Structure, Function, and Molecular Landscapes of the Aging Retina

Abstract

Because the central nervous system is largely nonrenewing, neurons and their synapses must be maintained over the lifetime of an individual to ensure circuit function. Age is a dominant risk factor for neural diseases, and declines in nervous system function are a common feature of aging even in the absence of disease. These alterations extend to the visual system and, in particular, to the retina. The retina is a site of clinically relevant age-related alterations but has also proven to be a uniquely approachable system for discovering principles that govern neural aging because it is well mapped, contains diverse neuron types, and is experimentally accessible. In this article, we review the structural and molecular impacts of aging on neurons within the inner and outer retina circuits. We further discuss the contribution of non-neuronal cell types and systems to retinal aging outcomes. Understanding how and why the retina ages is critical to efforts aimed at preventing age-related neural decline and restoring neural function.

Keywords: aging; neuron; retina; synapse.

§ **DATA SUPPLIED**:
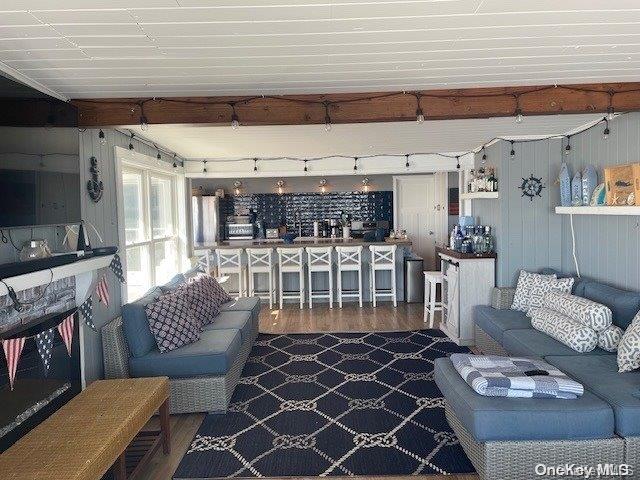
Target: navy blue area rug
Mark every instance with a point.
(332, 404)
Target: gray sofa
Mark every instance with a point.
(506, 438)
(203, 374)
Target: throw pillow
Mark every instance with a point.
(573, 334)
(629, 347)
(522, 297)
(172, 322)
(203, 301)
(589, 313)
(610, 337)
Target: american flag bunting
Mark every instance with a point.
(102, 290)
(65, 329)
(12, 351)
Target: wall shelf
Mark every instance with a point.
(599, 210)
(478, 195)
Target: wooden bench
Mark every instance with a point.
(88, 435)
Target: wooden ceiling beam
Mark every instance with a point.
(362, 107)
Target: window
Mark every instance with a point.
(152, 212)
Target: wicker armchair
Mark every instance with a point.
(188, 395)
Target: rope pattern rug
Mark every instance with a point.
(332, 404)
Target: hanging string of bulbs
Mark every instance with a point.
(406, 156)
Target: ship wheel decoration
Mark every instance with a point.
(532, 187)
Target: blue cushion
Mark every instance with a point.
(239, 320)
(212, 355)
(495, 322)
(136, 326)
(500, 418)
(623, 303)
(533, 343)
(247, 304)
(599, 374)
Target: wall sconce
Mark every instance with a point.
(237, 187)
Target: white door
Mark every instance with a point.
(419, 210)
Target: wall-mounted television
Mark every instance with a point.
(39, 158)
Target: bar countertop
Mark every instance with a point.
(300, 242)
(463, 256)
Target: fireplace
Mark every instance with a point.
(38, 392)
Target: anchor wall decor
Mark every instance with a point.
(94, 184)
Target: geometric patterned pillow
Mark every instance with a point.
(589, 313)
(610, 337)
(629, 347)
(573, 334)
(526, 282)
(202, 302)
(172, 322)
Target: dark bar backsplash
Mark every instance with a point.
(275, 209)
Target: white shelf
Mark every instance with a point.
(599, 210)
(43, 277)
(477, 195)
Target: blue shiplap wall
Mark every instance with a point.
(608, 247)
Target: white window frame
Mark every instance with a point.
(149, 167)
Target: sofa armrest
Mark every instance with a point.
(502, 297)
(115, 350)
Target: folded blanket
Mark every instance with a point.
(495, 376)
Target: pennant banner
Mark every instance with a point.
(102, 290)
(44, 342)
(86, 310)
(65, 329)
(12, 351)
(116, 267)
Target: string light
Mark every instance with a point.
(235, 123)
(327, 117)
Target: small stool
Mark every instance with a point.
(291, 260)
(431, 280)
(261, 261)
(319, 259)
(383, 259)
(230, 263)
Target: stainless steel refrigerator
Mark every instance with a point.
(205, 211)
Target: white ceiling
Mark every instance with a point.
(299, 141)
(112, 48)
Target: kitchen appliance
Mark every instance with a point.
(205, 211)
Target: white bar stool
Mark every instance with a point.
(230, 263)
(349, 260)
(431, 280)
(291, 260)
(320, 259)
(261, 261)
(383, 259)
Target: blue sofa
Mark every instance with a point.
(202, 375)
(506, 438)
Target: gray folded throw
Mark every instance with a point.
(496, 376)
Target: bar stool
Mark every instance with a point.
(230, 263)
(383, 259)
(261, 261)
(291, 260)
(320, 259)
(349, 260)
(431, 280)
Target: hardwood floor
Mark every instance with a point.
(293, 320)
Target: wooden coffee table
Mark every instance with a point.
(91, 433)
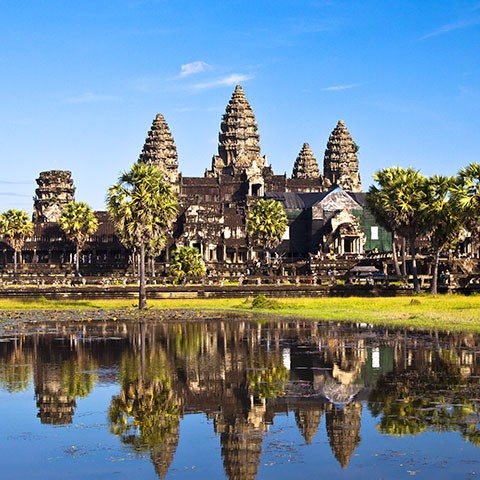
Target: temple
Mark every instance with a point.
(326, 210)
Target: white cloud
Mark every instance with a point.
(193, 68)
(450, 27)
(90, 97)
(228, 81)
(339, 88)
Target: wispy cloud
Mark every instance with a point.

§ **WORK INSTRUCTION 1**: According to the abstract on the aging retina, what three features make the retina a uniquely approachable system for studying neural aging?
§ **WORK INSTRUCTION 2**: Rewrite the paragraph of the abstract on the aging retina that begins "Because the central nervous system is largely nonrenewing" as a short bulleted list that keeps its main facts.
§ **WORK INSTRUCTION 3**: Continue the abstract on the aging retina from the point where it stops.
None of the items are needed for the work here.

§ **EXPECTED OUTPUT 1**: It is well mapped, contains diverse neuron types, and is experimentally accessible.

§ **EXPECTED OUTPUT 2**:
- The central nervous system is largely nonrenewing, so neurons and synapses must be maintained for life to keep circuits working.
- Age is a dominant risk factor for neural diseases, and nervous system function declines with age even without disease.
- These changes reach the visual system, especially the retina.
- The retina shows clinically relevant age-related changes and is well suited to studying neural aging because it is well mapped, has diverse neuron types, and is experimentally accessible.
- The article reviews structural and molecular effects of aging on neurons in the inner and outer retina circuits.
- It also covers how non-neuronal cell types and systems contribute to retinal aging.
- Understanding retinal aging is key to preventing age-related neural decline and restoring neural function.

§ **EXPECTED OUTPUT 3**:
Figure 1

Structural impacts of aging in the retina. Shown is a schematic of retinal neuron organization. In young animals, the outer nuclear layer (ONL) contains rods (dark green) and cones (light green) that form connections in the outer plexiform layer (OPL) with rod bipolar cells (RBPs; ), cone bipolar cells (CBPs; ), and horizontal cells (HCs; red) found in the inner nuclear layer (INL). Also present in the INL are amacrine cells (ACs; blue) that form connections in the inner plexiform layer (IPL). They do so together with bipolar cell axons, which connect with retinal ganglion cell (RGC) dendrites (magenta). RGC cell bodies reside in the ganglion cell layer (GCL). Müller glia (MG; brown) span the length of the outer retina, astrocytes (Astro; orange) reside in the GCL, and microglia (MicroG; yellow) processes are largely restricted to the synaptic layers. Three intraretina vascular layers also interdigitate the GCL, IPL, and OPL. In the aged retina, several of these organizational features are altered. In the outer retina, supporting retinal pigment epithelium (RPE) cells accumulate lipofuscin, and Bruch’s membrane appears to thicken. Rod photoreceptors retract into the ONL, accompanied by misplaced synapses, while cones are structurally less affected. Postsynaptic HC axons and rod bipolar dendrite cells extend neurites into the ONL to maintain contact with retracting rods. These changes are accompanied by synapse misorganization and loss. In the inner retina, the total number of synapses in the IPL decreases, and RGC dendritic arbors decrease in size. Microglia increase in number and become less reactive in injury, while the processes of both Müller glia and astrocytes are attenuated. Vascular function can also decline in both the choroid and the inner retina.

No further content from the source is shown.